__WORK TO BE COMPLETED__. Which lines below contain the word "sand"? Copy each one.

[Stored items]

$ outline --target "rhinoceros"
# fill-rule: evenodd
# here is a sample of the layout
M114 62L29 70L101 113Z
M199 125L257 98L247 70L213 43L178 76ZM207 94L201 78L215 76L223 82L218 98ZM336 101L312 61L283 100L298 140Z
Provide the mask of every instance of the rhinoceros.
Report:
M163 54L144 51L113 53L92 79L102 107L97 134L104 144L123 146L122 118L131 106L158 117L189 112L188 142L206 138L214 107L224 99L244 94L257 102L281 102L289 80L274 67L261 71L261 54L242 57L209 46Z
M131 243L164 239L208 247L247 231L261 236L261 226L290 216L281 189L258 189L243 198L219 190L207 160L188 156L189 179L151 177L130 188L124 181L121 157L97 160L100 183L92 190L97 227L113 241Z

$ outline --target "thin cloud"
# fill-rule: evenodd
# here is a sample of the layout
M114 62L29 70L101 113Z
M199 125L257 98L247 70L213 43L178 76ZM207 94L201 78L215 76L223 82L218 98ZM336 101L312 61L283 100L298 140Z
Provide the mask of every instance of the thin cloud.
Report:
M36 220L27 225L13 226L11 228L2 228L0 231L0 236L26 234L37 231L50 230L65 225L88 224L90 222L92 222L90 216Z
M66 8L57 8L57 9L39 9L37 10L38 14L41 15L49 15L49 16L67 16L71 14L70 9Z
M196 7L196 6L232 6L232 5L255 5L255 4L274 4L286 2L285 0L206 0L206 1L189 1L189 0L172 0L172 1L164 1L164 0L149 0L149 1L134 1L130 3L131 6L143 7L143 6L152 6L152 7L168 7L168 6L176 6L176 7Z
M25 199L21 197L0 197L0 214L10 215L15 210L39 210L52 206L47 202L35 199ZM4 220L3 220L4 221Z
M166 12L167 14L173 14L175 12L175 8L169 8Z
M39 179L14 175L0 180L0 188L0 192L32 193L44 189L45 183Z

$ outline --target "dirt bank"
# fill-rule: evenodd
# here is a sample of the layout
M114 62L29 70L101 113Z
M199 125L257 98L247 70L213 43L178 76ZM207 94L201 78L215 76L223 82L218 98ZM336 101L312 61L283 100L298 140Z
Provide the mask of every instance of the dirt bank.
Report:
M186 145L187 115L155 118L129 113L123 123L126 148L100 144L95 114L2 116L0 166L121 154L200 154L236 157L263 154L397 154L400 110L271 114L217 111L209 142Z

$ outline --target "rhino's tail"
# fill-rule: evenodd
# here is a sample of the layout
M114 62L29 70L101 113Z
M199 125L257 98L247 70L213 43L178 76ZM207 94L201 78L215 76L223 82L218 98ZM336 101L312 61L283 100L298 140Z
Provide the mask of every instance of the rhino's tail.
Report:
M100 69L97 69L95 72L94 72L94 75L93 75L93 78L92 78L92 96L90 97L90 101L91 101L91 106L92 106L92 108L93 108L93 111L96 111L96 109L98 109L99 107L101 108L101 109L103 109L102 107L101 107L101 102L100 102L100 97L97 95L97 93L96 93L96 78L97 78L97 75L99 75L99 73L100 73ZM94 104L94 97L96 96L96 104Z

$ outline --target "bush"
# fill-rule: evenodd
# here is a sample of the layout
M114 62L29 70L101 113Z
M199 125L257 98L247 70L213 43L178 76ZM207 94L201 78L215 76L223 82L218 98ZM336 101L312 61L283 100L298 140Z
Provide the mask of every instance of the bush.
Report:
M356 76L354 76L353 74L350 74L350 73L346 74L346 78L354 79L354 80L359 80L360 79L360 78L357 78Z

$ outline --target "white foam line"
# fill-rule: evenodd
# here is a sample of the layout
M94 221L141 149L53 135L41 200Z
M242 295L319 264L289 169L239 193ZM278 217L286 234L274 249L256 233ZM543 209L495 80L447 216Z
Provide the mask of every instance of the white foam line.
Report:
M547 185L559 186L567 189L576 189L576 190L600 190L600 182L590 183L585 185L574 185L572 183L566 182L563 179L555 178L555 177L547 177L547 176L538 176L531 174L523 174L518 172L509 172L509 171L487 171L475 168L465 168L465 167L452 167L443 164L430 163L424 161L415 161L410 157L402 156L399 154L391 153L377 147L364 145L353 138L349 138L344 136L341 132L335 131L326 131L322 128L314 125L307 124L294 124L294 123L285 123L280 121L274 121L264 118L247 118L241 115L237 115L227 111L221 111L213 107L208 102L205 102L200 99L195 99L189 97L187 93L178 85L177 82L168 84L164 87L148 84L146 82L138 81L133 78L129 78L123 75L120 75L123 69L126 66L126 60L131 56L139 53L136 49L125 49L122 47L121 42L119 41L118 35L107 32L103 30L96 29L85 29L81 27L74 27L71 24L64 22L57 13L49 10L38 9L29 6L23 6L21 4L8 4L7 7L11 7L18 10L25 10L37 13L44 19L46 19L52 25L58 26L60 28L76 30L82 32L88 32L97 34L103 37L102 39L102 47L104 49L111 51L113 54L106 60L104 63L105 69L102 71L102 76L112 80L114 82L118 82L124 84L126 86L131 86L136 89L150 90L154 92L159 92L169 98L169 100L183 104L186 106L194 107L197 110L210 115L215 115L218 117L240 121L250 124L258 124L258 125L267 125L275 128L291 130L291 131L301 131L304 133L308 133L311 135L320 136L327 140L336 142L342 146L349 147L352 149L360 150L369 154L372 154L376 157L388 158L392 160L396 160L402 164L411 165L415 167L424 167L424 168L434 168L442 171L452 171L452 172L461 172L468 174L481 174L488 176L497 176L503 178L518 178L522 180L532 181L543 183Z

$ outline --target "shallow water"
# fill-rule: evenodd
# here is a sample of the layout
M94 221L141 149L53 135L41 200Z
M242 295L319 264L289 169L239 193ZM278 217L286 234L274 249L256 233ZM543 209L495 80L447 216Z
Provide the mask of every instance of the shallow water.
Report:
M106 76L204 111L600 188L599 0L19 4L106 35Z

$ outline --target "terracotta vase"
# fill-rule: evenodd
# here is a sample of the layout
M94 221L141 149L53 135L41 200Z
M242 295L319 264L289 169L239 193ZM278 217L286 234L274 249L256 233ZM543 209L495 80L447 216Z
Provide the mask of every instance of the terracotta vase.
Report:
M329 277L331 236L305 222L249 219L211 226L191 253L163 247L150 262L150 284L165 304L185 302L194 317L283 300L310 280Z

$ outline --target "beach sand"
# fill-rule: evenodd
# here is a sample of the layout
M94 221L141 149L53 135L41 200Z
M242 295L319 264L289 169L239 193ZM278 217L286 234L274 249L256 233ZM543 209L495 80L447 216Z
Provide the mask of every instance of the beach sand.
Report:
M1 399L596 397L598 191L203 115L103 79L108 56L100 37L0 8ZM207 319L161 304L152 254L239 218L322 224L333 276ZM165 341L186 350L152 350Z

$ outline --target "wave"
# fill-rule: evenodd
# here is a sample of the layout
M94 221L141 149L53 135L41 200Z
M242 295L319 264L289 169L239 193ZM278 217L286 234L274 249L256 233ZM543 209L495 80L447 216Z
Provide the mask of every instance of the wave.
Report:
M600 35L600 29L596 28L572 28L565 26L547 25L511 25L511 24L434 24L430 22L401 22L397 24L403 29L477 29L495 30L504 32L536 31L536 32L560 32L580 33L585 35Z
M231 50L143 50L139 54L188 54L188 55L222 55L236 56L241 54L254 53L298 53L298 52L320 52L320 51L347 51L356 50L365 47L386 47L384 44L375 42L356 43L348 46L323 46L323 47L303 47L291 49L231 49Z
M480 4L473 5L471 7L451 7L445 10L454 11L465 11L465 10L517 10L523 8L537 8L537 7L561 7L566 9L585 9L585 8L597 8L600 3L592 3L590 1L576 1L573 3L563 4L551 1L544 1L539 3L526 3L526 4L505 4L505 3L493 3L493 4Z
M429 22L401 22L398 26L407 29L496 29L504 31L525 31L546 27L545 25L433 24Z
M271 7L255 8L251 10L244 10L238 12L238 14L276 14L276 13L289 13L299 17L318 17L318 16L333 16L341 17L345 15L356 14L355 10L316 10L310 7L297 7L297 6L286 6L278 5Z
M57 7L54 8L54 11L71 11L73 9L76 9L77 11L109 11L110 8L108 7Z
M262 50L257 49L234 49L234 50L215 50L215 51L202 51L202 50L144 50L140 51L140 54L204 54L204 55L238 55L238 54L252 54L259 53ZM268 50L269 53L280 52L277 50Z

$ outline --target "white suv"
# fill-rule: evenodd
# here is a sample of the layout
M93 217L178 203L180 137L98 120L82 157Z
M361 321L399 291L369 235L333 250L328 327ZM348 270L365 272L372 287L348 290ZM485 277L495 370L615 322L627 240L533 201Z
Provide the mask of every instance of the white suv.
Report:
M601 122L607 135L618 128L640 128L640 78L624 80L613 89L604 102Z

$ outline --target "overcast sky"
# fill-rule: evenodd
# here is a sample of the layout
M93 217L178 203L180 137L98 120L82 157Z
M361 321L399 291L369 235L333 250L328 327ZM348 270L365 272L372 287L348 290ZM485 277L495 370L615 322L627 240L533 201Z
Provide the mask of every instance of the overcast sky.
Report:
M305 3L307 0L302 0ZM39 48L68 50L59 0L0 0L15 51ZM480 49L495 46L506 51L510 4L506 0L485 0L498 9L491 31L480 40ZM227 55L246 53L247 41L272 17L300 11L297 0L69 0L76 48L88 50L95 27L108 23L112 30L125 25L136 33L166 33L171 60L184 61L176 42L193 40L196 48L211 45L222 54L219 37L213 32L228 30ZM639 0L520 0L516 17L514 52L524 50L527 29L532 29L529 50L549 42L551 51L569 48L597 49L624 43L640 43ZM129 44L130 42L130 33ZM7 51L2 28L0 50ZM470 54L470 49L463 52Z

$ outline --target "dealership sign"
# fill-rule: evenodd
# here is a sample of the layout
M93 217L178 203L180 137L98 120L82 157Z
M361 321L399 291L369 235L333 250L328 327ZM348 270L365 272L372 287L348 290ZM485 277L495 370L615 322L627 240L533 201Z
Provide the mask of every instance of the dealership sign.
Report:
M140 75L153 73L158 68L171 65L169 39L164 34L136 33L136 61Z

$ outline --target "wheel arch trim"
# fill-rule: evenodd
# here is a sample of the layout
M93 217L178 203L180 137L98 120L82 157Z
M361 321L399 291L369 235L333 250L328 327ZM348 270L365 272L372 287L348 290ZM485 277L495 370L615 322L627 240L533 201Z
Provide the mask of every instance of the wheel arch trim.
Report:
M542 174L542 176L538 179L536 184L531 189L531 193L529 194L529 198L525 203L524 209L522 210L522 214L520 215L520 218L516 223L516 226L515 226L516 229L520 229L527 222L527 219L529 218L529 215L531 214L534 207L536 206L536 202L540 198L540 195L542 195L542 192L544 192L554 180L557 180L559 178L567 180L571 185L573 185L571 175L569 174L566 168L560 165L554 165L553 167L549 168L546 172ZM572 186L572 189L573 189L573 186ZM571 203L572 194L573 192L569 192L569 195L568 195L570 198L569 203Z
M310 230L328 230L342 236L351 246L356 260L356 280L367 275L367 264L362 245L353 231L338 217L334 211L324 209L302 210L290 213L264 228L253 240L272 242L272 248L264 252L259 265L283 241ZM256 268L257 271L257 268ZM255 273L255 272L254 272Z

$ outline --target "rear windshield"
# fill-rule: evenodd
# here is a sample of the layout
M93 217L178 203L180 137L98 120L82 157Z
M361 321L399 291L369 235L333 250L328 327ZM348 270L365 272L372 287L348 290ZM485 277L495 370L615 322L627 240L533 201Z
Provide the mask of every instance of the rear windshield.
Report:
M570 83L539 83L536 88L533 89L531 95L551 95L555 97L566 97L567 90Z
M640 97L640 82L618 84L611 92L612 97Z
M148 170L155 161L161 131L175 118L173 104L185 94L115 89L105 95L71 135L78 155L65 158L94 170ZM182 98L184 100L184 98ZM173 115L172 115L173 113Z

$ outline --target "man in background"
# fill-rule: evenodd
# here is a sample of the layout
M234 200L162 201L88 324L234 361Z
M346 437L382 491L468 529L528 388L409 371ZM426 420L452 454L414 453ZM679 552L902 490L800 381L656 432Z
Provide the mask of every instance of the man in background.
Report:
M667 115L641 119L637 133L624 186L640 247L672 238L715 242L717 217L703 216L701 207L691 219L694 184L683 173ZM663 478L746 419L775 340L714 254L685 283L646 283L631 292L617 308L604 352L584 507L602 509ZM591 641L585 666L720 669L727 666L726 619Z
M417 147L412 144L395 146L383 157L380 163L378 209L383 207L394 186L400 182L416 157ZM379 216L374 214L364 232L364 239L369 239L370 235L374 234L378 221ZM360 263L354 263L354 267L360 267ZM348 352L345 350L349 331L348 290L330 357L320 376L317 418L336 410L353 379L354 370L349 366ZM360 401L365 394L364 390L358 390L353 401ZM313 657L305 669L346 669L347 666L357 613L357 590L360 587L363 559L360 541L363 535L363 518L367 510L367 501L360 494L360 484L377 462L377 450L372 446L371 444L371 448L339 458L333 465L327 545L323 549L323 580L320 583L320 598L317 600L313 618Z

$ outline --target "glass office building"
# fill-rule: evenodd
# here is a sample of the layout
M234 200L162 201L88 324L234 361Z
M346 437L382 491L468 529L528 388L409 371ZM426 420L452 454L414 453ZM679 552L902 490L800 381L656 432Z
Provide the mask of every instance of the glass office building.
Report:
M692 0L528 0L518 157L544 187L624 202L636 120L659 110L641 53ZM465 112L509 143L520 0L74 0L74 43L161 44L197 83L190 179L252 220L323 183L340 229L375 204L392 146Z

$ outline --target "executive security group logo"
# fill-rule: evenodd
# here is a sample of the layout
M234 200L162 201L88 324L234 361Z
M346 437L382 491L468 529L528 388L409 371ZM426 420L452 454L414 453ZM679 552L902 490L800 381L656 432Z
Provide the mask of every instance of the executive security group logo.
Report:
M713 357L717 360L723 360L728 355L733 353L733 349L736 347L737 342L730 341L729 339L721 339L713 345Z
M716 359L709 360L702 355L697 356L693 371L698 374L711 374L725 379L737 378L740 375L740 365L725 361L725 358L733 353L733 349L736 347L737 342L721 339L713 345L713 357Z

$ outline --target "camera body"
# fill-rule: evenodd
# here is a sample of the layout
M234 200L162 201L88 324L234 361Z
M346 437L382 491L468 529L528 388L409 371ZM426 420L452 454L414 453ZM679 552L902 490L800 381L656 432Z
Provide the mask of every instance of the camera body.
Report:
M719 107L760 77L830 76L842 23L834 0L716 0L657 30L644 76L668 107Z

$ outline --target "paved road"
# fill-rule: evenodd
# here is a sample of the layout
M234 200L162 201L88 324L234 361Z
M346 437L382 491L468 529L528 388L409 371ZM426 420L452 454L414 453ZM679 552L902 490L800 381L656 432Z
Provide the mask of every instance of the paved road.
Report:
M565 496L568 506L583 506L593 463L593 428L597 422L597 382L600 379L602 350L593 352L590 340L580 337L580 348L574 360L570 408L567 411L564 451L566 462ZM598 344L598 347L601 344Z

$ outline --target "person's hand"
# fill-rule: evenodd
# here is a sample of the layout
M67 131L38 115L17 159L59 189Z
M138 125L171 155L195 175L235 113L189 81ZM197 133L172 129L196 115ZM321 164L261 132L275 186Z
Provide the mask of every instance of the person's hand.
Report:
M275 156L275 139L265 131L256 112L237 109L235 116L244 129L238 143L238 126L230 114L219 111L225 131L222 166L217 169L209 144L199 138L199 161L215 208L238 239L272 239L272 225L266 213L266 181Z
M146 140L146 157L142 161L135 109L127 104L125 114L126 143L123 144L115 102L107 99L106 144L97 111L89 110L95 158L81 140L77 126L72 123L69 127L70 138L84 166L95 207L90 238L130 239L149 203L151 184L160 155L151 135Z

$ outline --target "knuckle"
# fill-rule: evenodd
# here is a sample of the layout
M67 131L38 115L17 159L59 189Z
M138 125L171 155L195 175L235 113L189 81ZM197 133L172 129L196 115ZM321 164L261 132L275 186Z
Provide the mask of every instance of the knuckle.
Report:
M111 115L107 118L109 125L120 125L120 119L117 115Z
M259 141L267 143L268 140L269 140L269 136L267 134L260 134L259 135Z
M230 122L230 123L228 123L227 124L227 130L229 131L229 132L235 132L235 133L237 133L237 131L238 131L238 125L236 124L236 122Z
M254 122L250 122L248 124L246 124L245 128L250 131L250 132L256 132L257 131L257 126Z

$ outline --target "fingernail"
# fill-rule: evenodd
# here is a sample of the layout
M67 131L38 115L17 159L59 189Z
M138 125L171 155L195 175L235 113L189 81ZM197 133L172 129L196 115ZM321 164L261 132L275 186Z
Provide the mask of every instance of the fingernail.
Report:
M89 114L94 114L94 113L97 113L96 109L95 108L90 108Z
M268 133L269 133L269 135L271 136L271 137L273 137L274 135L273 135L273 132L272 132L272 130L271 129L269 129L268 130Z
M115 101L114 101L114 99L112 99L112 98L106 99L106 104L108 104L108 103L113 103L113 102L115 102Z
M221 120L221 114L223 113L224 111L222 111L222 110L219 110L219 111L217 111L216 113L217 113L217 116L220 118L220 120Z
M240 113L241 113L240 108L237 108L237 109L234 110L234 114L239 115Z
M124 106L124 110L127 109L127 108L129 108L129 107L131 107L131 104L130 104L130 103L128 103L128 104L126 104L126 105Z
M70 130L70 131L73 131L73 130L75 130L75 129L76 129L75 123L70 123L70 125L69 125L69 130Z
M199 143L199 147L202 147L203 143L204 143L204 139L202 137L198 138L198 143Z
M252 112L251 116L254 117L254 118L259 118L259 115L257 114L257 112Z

__THE COMPLETED TASK__.
$ outline --target "beach sand"
Provide the mask of every instance of the beach sand.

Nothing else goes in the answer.